■ **SET EXERCISE**
Write out the material below again, unchanged.

————————

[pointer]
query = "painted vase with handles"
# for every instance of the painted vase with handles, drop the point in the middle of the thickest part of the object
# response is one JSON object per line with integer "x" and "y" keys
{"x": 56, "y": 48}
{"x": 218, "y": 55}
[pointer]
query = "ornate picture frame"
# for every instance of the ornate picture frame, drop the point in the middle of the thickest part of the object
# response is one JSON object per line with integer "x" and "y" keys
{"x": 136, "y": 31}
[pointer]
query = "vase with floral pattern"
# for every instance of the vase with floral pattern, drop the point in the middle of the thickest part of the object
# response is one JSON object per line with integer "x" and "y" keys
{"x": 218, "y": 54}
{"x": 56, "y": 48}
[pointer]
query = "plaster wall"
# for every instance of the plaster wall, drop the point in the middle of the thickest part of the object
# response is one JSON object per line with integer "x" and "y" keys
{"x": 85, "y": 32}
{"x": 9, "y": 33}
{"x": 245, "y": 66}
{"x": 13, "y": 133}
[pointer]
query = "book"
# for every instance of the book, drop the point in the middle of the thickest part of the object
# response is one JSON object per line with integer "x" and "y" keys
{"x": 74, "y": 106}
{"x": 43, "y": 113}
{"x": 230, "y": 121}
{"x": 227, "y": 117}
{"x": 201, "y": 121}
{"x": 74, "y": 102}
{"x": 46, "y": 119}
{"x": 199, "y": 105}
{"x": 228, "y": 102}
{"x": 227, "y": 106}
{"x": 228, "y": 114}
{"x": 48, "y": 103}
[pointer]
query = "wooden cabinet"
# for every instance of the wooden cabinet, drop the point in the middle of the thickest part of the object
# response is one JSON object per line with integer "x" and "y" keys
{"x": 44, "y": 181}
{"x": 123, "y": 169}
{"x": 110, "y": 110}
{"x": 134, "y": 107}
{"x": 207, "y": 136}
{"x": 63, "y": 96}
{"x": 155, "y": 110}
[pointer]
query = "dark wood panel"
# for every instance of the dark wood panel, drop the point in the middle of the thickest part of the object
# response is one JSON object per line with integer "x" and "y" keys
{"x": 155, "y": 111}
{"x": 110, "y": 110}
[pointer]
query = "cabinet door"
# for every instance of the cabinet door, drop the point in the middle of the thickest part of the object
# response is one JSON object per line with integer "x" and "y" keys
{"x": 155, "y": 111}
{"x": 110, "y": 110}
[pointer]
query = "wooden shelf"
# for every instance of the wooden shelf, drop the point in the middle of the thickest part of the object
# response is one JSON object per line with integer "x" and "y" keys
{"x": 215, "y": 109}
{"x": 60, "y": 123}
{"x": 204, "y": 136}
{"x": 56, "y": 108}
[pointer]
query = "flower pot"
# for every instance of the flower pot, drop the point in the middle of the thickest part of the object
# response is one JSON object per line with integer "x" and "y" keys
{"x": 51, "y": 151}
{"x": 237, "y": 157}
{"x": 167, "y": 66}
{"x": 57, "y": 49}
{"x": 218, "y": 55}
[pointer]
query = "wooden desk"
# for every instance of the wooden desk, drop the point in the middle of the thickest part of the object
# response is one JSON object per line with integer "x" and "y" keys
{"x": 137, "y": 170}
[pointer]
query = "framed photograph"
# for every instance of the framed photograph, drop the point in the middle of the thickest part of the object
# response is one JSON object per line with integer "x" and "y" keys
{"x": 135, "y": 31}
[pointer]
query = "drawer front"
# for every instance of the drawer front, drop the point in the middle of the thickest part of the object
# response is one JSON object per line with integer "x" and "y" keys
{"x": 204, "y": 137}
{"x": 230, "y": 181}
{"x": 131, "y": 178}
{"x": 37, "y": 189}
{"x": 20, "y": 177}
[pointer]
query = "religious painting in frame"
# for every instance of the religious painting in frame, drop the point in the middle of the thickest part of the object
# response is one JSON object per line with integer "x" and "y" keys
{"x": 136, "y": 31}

————————

■ **THE RESULT**
[pointer]
query = "painted vase with handles"
# for every instance of the painted vase with handles, drop the point in the middle of the thickest part of the object
# response is one JSON object per line with integer "x" and "y" keys
{"x": 56, "y": 48}
{"x": 218, "y": 55}
[pointer]
query = "ornate picture frame"
# for every instance of the ornate picture frame, drop the point in the middle of the thickest part of the object
# response is one JSON object per line with integer "x" and "y" keys
{"x": 136, "y": 31}
[pointer]
query = "vase with floral pattern"
# for every instance of the vase with floral pattern, drop the point in the middle of the thickest part of the object
# response is one JSON object per line with integer "x" and "y" keys
{"x": 218, "y": 54}
{"x": 56, "y": 48}
[pointer]
query = "plaster wall"
# for every instance of the plaster wall, drop the point in the middle of the thickest part of the object
# response is one JSON object per line with integer "x" and "y" keys
{"x": 85, "y": 32}
{"x": 9, "y": 33}
{"x": 245, "y": 66}
{"x": 13, "y": 133}
[pointer]
query = "book"
# for every instance of the book, drop the point in the middle of the thickest part of the object
# response is one JSON object per line with integer "x" and "y" keys
{"x": 74, "y": 106}
{"x": 43, "y": 113}
{"x": 230, "y": 121}
{"x": 227, "y": 117}
{"x": 201, "y": 121}
{"x": 74, "y": 102}
{"x": 46, "y": 119}
{"x": 199, "y": 105}
{"x": 228, "y": 102}
{"x": 227, "y": 106}
{"x": 228, "y": 114}
{"x": 48, "y": 103}
[pointer]
query = "wooden cabinet"
# for every instance of the wooden cabinet, drop the point in the middle of the thickest part of the object
# response is one JSON object per line with integer "x" and "y" keys
{"x": 44, "y": 181}
{"x": 123, "y": 169}
{"x": 110, "y": 110}
{"x": 134, "y": 107}
{"x": 207, "y": 136}
{"x": 63, "y": 96}
{"x": 155, "y": 110}
[pointer]
query = "dark wood panel"
# for every instance of the dark wood panel, drop the point in the middle of the thickest part of the object
# response is one JSON object per line with integer "x" and "y" keys
{"x": 155, "y": 111}
{"x": 110, "y": 110}
[pointer]
query = "cabinet door"
# for every instance of the cabinet door, drop the point in the middle of the thickest part of the object
# response is one JSON object per line with integer "x" and "y" keys
{"x": 155, "y": 111}
{"x": 110, "y": 110}
[pointer]
query = "wooden shelf"
# for every instance of the wooden shelf, drop the point in the middle of the thickest part of the object
# response is one JSON object per line with integer "x" and "y" keys
{"x": 215, "y": 109}
{"x": 60, "y": 123}
{"x": 204, "y": 136}
{"x": 56, "y": 108}
[pointer]
query = "flower pot"
# for every instance of the flower pot, drop the point in the middle of the thickest part of the object
# response is one JSON object per line with integer "x" and "y" keys
{"x": 51, "y": 151}
{"x": 237, "y": 157}
{"x": 167, "y": 66}
{"x": 57, "y": 49}
{"x": 218, "y": 55}
[pointer]
query = "wooden desk"
# for every instance of the wooden desk, drop the point in the middle of the thickest part of the object
# response is one JSON object per line with integer "x" and "y" keys
{"x": 137, "y": 170}
[pointer]
query = "framed photograph"
# for every instance of the framed photograph, drop the point in the middle of the thickest part of the object
# response is one JSON object per line with integer "x" and "y" keys
{"x": 135, "y": 31}
[pointer]
query = "drawer front"
# for every instance of the drawer front, drop the point in the middle of the thickest part of the object
# response is one JSON object per line with integer "x" and "y" keys
{"x": 204, "y": 137}
{"x": 230, "y": 181}
{"x": 131, "y": 178}
{"x": 37, "y": 189}
{"x": 20, "y": 177}
[pointer]
query = "religious painting in frame"
# for every instance of the religious painting in frame, drop the point in the middle of the thickest part of the object
# response is one JSON object per line with integer "x" and "y" keys
{"x": 136, "y": 31}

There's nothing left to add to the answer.